• **Текст**:
====

Тут же выяснилось, что ни одной автомашины нет. Накануне немцы забрали у казаков восемь автомашин. Пришлось сотнику признать, что он дал маху, а немцам уже было известно о подготовке сотни к переходу. Величко поинтересовался, есть ли близко еще немцы. Несколько человек засело, оказывается, на станции. Отобрали отряд и атаковали ее под руководством партизана Дмитрия Наумова, всех укрывшихся там гитлеровцев перебили.

Но на чем уезжать, к тому же — быстро, не ждать же поезда с карателями! Побежали в соседнее хозяйство, созданное немцами на базе МТС, застали управляющего, русского, который отдал машину хозяйства, ЗиС-5. В ней уехало вместе с партизанами сорок пять казаков, вчера еще служивших врагу, уехало при полном вооружении. Напоследок взорвали в немецком хозяйстве двадцать тракторов и бензосклад.

Вот с этим пополнением Величко и прибыл в Ново-Басанский лес. Не приехали, а добрались пешком: машину пришлось сжечь — в дороге сломалась. На второй день пришли еще четыре казака с ручным пулеметом, двигались по следу. Рассказали, что каратели с поезда, примчавшегося из Лубен, учинили расправу над населением.

В соединении был создан новый отряд взамен того, что вынужденно оторвался от нас. Дали отряду имя Чапаева, а командовать им поставили Андрея Дунаева.

====

Сохранённые записи данных:
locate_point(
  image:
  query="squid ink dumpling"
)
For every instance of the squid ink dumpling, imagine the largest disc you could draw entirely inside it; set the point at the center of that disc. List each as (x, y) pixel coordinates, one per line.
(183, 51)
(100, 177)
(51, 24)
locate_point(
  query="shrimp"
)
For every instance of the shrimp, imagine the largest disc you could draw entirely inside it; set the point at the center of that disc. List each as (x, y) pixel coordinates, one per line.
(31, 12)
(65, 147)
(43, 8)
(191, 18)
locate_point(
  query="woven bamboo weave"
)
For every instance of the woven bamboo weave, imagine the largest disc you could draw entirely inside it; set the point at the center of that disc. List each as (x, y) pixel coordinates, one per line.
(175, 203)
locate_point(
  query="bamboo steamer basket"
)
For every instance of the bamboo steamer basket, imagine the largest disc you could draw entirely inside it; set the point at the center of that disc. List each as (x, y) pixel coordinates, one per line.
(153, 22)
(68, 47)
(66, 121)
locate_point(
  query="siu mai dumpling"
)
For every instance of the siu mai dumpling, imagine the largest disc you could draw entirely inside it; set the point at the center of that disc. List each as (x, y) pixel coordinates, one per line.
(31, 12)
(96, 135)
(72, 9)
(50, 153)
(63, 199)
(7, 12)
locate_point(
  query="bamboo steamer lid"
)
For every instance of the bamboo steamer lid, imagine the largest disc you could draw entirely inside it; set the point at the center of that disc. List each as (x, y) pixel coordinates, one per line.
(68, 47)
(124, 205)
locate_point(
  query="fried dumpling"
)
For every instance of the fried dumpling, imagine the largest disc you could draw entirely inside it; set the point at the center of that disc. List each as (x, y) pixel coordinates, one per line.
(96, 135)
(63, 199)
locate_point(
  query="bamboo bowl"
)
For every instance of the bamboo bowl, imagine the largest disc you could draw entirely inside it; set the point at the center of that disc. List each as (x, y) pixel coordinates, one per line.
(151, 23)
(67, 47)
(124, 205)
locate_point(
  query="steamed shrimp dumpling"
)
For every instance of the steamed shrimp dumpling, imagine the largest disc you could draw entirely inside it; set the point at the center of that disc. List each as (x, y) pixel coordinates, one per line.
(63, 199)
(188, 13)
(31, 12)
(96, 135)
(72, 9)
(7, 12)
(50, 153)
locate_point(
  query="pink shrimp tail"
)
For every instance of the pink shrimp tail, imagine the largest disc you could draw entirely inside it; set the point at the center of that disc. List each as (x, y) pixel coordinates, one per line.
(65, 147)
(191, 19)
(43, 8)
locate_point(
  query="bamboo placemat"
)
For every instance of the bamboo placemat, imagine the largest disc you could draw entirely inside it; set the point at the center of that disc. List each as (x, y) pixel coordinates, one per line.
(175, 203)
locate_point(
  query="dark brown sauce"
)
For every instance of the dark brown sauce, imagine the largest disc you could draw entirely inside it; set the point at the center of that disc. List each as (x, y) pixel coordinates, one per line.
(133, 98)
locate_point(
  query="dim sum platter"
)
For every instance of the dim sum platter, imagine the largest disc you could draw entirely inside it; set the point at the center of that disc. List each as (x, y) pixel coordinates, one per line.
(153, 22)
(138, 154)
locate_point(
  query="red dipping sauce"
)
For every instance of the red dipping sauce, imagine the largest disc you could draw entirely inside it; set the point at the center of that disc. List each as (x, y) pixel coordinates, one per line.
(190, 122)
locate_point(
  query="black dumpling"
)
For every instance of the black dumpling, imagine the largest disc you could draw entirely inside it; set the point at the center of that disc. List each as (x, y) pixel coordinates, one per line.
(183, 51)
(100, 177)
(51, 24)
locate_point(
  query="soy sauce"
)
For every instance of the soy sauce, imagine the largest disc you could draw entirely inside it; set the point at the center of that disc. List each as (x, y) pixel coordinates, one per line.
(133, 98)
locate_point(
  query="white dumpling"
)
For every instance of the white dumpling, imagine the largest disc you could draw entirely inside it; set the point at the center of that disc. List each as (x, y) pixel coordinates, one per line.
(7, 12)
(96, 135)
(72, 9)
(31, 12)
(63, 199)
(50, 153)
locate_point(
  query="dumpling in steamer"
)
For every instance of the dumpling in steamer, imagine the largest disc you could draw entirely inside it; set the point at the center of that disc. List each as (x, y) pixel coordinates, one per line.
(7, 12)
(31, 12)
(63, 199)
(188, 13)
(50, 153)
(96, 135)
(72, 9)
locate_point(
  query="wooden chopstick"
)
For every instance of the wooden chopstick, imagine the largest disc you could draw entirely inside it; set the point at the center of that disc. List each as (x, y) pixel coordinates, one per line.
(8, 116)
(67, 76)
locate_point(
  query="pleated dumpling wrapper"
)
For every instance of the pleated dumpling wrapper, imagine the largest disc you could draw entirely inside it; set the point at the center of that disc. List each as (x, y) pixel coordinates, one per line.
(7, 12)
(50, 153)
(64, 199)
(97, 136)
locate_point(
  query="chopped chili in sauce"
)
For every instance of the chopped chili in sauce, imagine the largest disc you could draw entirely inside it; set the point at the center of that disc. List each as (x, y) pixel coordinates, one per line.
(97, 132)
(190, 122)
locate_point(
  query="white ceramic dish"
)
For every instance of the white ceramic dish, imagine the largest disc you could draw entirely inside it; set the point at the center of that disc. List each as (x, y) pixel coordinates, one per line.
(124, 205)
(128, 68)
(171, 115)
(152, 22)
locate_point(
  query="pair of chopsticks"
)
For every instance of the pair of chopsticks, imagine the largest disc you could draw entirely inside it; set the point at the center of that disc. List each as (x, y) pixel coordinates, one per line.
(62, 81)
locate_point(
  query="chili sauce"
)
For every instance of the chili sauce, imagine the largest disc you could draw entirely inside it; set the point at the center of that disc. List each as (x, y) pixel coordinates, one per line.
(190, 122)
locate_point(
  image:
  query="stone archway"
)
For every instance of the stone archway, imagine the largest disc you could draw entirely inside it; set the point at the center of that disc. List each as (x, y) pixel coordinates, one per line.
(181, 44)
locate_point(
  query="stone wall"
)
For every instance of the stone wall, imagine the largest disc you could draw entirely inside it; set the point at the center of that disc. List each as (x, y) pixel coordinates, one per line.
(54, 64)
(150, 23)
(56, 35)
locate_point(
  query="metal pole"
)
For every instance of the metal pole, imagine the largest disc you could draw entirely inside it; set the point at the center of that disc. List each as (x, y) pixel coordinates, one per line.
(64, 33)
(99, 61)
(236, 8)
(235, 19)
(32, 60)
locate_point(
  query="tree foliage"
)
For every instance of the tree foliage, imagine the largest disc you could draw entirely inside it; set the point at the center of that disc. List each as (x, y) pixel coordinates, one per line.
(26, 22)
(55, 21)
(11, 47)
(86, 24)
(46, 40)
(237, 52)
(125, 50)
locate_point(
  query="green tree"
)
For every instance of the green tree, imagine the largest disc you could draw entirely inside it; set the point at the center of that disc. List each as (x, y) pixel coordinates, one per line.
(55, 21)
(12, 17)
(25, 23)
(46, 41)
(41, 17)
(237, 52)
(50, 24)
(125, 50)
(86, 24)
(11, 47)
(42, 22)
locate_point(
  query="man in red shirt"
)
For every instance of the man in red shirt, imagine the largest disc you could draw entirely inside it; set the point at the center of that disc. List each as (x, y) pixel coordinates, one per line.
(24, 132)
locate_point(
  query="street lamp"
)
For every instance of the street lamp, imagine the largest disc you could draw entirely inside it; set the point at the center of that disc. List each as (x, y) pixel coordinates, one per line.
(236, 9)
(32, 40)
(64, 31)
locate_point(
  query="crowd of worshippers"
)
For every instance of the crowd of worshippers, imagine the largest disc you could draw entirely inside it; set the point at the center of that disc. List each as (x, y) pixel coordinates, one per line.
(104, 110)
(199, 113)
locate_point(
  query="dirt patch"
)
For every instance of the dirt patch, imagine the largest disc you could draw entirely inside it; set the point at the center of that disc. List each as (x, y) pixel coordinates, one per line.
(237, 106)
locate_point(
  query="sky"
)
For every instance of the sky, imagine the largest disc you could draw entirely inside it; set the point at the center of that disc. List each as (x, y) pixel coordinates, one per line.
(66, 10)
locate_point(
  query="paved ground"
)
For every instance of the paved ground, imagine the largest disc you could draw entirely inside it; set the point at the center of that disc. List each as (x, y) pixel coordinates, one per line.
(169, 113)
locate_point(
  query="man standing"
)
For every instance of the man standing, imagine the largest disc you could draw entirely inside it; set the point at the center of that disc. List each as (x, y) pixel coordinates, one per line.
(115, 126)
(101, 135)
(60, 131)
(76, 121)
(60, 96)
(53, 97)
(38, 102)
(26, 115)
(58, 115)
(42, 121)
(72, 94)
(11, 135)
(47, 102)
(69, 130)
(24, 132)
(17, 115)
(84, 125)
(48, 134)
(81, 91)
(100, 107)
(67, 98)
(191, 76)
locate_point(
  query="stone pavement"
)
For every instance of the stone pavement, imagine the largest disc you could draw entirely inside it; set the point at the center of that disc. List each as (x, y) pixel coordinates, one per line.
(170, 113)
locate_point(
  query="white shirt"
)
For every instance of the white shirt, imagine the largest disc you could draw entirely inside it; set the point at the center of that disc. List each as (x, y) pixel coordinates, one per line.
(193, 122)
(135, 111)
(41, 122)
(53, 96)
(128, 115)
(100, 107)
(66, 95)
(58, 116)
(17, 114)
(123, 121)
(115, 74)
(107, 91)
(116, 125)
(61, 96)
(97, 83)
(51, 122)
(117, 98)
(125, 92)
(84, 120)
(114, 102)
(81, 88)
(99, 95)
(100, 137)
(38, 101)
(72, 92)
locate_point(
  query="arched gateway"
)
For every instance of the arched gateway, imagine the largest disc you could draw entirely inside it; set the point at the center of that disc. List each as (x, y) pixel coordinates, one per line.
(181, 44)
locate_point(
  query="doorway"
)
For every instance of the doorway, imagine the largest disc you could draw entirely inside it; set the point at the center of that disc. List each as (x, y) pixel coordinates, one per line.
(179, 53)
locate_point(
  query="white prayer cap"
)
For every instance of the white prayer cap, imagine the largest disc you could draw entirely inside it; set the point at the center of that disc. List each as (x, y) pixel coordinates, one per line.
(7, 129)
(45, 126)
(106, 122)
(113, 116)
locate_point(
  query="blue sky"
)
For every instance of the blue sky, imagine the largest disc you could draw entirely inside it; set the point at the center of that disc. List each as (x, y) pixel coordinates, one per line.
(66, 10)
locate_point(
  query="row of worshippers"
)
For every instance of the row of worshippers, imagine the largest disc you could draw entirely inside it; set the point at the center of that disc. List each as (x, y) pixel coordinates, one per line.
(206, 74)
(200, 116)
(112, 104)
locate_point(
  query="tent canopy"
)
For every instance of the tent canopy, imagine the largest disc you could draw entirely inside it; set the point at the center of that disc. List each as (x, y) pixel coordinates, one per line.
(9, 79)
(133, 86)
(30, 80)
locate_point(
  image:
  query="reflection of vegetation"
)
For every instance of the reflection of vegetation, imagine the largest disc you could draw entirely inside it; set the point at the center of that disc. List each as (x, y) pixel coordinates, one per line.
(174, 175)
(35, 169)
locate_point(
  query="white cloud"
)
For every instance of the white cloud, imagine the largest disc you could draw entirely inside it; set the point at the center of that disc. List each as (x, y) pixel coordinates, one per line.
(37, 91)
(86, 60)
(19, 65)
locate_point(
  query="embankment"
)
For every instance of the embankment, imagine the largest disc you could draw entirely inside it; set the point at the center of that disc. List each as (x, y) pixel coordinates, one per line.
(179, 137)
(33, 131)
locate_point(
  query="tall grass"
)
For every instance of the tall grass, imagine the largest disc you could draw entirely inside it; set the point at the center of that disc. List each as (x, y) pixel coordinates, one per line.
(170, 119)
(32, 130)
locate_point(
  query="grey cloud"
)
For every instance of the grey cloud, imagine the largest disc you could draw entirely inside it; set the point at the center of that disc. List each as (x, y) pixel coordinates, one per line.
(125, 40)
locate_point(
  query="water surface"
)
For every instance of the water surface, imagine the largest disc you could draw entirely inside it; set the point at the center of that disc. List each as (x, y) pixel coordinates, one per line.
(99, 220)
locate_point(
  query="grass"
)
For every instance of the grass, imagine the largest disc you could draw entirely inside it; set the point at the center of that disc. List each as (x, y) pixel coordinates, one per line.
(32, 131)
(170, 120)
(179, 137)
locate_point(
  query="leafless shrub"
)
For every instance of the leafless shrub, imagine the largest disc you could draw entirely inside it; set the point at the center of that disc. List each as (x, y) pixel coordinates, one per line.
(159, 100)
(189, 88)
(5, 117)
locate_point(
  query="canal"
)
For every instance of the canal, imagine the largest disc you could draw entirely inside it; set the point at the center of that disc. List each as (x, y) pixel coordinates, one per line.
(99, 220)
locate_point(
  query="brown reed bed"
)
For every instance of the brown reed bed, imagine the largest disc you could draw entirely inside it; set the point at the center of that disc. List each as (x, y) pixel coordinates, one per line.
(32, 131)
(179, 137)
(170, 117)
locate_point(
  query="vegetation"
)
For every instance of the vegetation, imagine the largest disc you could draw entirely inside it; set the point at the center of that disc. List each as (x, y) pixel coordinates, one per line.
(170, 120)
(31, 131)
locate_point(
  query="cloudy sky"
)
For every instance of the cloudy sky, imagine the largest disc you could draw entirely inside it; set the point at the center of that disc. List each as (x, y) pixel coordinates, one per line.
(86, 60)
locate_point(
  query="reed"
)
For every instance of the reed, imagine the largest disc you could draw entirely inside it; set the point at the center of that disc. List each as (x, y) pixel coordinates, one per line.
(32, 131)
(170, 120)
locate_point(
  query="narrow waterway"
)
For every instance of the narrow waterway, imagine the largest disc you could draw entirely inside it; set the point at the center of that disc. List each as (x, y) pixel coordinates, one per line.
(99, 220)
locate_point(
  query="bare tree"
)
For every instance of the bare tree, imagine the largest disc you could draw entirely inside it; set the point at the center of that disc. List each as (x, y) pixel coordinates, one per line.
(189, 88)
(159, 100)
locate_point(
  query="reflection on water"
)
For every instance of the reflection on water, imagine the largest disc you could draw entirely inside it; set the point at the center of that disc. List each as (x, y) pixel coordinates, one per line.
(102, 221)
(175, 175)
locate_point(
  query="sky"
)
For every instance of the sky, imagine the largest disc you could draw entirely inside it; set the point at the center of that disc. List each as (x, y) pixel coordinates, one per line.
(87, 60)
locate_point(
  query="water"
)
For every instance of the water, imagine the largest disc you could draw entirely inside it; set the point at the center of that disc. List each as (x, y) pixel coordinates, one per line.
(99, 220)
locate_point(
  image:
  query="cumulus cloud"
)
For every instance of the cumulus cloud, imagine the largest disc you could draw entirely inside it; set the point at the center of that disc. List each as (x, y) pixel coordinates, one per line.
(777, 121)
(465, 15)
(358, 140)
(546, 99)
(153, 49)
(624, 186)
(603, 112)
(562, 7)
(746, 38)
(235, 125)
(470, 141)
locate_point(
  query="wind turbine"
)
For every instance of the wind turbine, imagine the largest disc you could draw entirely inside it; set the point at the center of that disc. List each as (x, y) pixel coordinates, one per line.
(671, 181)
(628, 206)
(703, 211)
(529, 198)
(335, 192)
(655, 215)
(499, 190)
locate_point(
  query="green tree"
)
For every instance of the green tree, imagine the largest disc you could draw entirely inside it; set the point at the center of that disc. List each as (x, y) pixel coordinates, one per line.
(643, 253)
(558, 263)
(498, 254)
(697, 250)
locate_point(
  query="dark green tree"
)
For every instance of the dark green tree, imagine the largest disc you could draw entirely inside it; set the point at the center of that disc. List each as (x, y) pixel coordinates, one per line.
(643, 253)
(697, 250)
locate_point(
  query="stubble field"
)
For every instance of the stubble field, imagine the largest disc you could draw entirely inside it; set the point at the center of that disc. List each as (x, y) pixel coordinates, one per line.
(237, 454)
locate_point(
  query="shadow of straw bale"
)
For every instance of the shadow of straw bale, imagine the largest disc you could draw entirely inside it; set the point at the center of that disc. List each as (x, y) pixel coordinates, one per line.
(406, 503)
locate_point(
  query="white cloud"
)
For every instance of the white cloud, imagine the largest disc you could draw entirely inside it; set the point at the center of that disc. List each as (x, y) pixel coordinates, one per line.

====

• **Вопросы к материалу**:
[a] Сколько казаков, согласно тексту, уехало вместе с партизанами на машине ЗиС-5?
[b] Выпишите из текста без изменений часть, которая начинается со слов «Но на чем уезжать, к» и заканчивается словами «поставили Андрея Дунаева.».

• **Ответы по заданиям**:
[a] Сорок пять казаков.

[b]
Но на чем уезжать, к тому же — быстро, не ждать же поезда с карателями! Побежали в соседнее хозяйство, созданное немцами на базе МТС, застали управляющего, русского, который отдал машину хозяйства, ЗиС-5. В ней уехало вместе с партизанами сорок пять казаков, вчера еще служивших врагу, уехало при полном вооружении. Напоследок взорвали в немецком хозяйстве двадцать тракторов и бензосклад.

Вот с этим пополнением Величко и прибыл в Ново-Басанский лес. Не приехали, а добрались пешком: машину пришлось сжечь — в дороге сломалась. На второй день пришли еще четыре казака с ручным пулеметом, двигались по следу. Рассказали, что каратели с поезда, примчавшегося из Лубен, учинили расправу над населением.

В соединении был создан новый отряд взамен того, что вынужденно оторвался от нас. Дали отряду имя Чапаева, а командовать им поставили Андрея Дунаева.